AIM:
Copy the data below word for word, keeping every line unchanged.

-- start --

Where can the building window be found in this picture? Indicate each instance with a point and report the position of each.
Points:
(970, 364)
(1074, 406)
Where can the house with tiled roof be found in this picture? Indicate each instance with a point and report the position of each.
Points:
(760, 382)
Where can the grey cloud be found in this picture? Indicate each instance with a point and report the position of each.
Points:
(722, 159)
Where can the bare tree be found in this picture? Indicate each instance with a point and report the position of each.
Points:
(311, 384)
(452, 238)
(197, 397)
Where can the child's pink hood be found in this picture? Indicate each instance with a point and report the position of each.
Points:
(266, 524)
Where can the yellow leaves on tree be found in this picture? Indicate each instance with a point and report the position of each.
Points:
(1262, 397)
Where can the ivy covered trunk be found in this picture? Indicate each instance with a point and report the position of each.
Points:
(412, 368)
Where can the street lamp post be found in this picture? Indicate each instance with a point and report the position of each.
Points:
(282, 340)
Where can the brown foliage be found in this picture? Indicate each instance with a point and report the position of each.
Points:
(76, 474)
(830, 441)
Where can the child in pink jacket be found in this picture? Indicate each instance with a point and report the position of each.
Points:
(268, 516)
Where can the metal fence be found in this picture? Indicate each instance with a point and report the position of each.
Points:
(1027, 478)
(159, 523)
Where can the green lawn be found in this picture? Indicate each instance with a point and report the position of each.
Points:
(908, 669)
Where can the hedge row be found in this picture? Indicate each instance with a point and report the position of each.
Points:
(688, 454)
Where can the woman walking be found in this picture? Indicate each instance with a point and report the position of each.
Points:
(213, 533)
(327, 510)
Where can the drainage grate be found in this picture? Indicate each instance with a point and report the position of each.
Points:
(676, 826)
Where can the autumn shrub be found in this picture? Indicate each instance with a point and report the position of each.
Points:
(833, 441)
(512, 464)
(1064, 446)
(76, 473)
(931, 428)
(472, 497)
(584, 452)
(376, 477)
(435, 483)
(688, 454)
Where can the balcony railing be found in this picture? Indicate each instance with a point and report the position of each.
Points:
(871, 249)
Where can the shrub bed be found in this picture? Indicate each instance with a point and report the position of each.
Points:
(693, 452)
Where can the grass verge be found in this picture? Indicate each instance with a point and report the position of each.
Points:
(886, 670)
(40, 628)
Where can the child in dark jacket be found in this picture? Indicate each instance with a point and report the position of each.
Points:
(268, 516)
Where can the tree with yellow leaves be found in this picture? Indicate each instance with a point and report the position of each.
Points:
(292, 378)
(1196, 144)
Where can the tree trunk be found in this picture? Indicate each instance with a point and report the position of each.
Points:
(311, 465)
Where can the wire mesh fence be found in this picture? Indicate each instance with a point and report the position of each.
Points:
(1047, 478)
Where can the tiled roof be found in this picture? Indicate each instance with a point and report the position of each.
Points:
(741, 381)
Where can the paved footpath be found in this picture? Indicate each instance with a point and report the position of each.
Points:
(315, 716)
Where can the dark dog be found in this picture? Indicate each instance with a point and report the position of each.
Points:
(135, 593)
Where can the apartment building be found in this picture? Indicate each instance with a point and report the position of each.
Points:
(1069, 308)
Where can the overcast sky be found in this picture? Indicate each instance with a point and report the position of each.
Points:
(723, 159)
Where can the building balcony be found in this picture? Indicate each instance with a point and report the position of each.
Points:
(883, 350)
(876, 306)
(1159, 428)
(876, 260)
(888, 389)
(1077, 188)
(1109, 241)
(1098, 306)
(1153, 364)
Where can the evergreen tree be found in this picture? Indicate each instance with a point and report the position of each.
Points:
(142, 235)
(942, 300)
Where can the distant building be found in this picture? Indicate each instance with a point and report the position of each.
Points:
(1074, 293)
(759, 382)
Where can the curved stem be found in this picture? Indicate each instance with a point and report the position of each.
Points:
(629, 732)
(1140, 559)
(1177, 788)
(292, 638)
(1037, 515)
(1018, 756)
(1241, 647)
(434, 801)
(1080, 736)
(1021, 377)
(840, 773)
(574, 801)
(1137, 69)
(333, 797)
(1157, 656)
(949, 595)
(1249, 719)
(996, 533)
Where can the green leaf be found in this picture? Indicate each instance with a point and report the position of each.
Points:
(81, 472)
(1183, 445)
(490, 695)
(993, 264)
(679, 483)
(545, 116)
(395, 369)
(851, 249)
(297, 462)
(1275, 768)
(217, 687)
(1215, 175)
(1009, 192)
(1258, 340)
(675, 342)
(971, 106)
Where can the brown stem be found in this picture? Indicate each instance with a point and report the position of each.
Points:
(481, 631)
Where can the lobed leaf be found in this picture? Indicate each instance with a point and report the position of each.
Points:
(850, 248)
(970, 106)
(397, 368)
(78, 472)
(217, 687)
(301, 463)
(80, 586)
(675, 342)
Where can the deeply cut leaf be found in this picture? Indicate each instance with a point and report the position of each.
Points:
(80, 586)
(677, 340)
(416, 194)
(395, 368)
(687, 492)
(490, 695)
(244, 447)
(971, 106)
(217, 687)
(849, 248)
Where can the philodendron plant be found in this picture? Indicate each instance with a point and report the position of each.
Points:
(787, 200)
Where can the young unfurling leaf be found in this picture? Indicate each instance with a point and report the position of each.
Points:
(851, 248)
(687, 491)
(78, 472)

-- end --

ANSWER TO THE PROBLEM:
Where can the building window be found in this picture? Indicate each instance with a point and report the position of each.
Points:
(970, 364)
(1074, 406)
Where can the house with tiled roof be found in this picture? Indicate each instance with a point and report the position of each.
Points:
(760, 382)
Where can the grey cloud be found in this picture? Indicate each instance with a point and report the position of each.
Points:
(722, 159)
Where can the bare tree be found in this picture? Indicate each instance with a point and report the position of each.
Points:
(311, 384)
(452, 238)
(197, 397)
Where can the child's pink hood be found in this picture? Indicate each instance with a point and report the position of each.
Points:
(266, 524)
Where can the yellow leaves on tree be found in this picture? Indicate each instance with a point and report the position of each.
Points:
(1262, 397)
Where can the ivy covered trunk be found in this picture? Indicate each instance with a point and report the position of each.
Points:
(412, 368)
Where can the street lamp post be found in this picture? Indicate each instance with a point and report the position of each.
Points:
(282, 340)
Where can the brown foliage be found in this picture? Indicate each instance with a point and report the position of each.
Points:
(76, 474)
(830, 441)
Where can the child in pink jacket be found in this picture? Indicate each instance with a point and report the position of each.
Points:
(268, 516)
Where can the metal fence be found in this picture? Indicate each instance with a point and report the position of each.
Points:
(1027, 478)
(159, 523)
Where can the green lawn be found in this picture? Indicate each instance with a point and report the position of each.
Points:
(908, 669)
Where can the hedge row be found in this picture? Indicate each instance with a point and report the position of each.
Points:
(688, 454)
Where can the woman walking be found in this picture? Indicate each instance with a point and report the position of each.
Points:
(213, 533)
(327, 510)
Where can the drainage grate be found in this picture? Indicate each instance with a point and report the position of each.
Points:
(676, 826)
Where can the autumn shrub be found in this picture? Indicate each instance with a point and report the position of each.
Points:
(833, 441)
(512, 464)
(1064, 446)
(76, 473)
(931, 428)
(472, 497)
(584, 452)
(376, 477)
(435, 483)
(688, 454)
Where can the balcony railing be found in this picture? Indicate each instance with a point and report the position of each.
Points:
(871, 249)
Where can the shrub bed be found in this picture? Indicate each instance with a point and report the position of each.
Points:
(693, 452)
Where can the grass verge be found in this picture? Indicate each instance with a point and report the position of each.
Points:
(886, 670)
(40, 628)
Where can the child in dark jacket be found in this picture? Indicate each instance with a point and report the position of each.
Points:
(268, 516)
Where can the tree with yellow leaves be found in this picture? Indicate each instance with a point and report the position of each.
Points:
(292, 378)
(1196, 144)
Where can the tree trunk be found in this picture? Indicate each instance with a point and report the position of each.
Points:
(311, 465)
Where can the wire mesh fence be found in this picture? Indicate each instance with a point and report the position of each.
Points:
(1047, 478)
Where can the tiled roof be found in this picture? Indicate each instance with a point and report the position of each.
Points:
(741, 381)
Where can the paved footpath be found in this picture? Indicate each instance with a point and report the position of each.
Points:
(315, 716)
Where can the dark dog be found in this picture? Indicate each instance with a point and report the position of each.
Points:
(135, 593)
Where can the apartment building be found in this picture? Indicate each instance with a point and report the position of each.
Points:
(1069, 308)
Where can the overcast sky be found in this picture? Indicate each instance with a point and report the position of each.
Points:
(723, 159)
Where can the building balcony be found in this picture? Indicate each instance with a point and report the position of each.
Points:
(883, 350)
(876, 306)
(1159, 428)
(876, 260)
(888, 389)
(1077, 188)
(1109, 241)
(1098, 306)
(1153, 364)
Where can the evergreen tree be found in this picture? Indicate each instance with a point and report the position of each.
Points:
(142, 235)
(942, 300)
Where can the distant building be found in this picture? Indicate each instance with a point and report the position of each.
Points:
(1074, 293)
(759, 382)
Where can the curved stem be found in this picture? Indicate each instance with a point and report the position of each.
Points:
(629, 732)
(1140, 559)
(1177, 788)
(292, 638)
(1037, 515)
(1018, 756)
(1241, 647)
(434, 801)
(1080, 736)
(1021, 377)
(840, 773)
(574, 801)
(1137, 69)
(333, 797)
(1157, 656)
(949, 595)
(1249, 719)
(996, 533)
Where can the green leaf be found in this picture? Indicate each instance with a point and report the position of each.
Points:
(81, 472)
(1183, 445)
(490, 695)
(993, 264)
(679, 483)
(545, 116)
(395, 369)
(851, 249)
(297, 462)
(1275, 768)
(217, 687)
(1215, 175)
(1009, 192)
(1258, 340)
(675, 342)
(971, 106)
Where can the brown stem be found in this picture? Indicate each instance with a point and report the position of each.
Points:
(481, 631)
Where can the lobed leaf be found in this picture? Indicate each instance with a point and report the position of each.
Points:
(850, 248)
(970, 106)
(397, 368)
(78, 472)
(217, 687)
(301, 463)
(80, 586)
(675, 342)
Where can the deeply cut leaf be found in this picture? Indicate each instance with a point and report the position of each.
Points:
(80, 586)
(677, 340)
(416, 194)
(395, 368)
(687, 492)
(490, 695)
(244, 447)
(971, 106)
(217, 687)
(849, 248)
Where can the philodendron plant be found in this picture? Indicate each instance with a point and report the position of each.
Points:
(787, 200)
Where can the young unfurling leaf be found in this picture? Indicate each instance with a point and report the position of each.
Points:
(851, 248)
(687, 491)
(78, 472)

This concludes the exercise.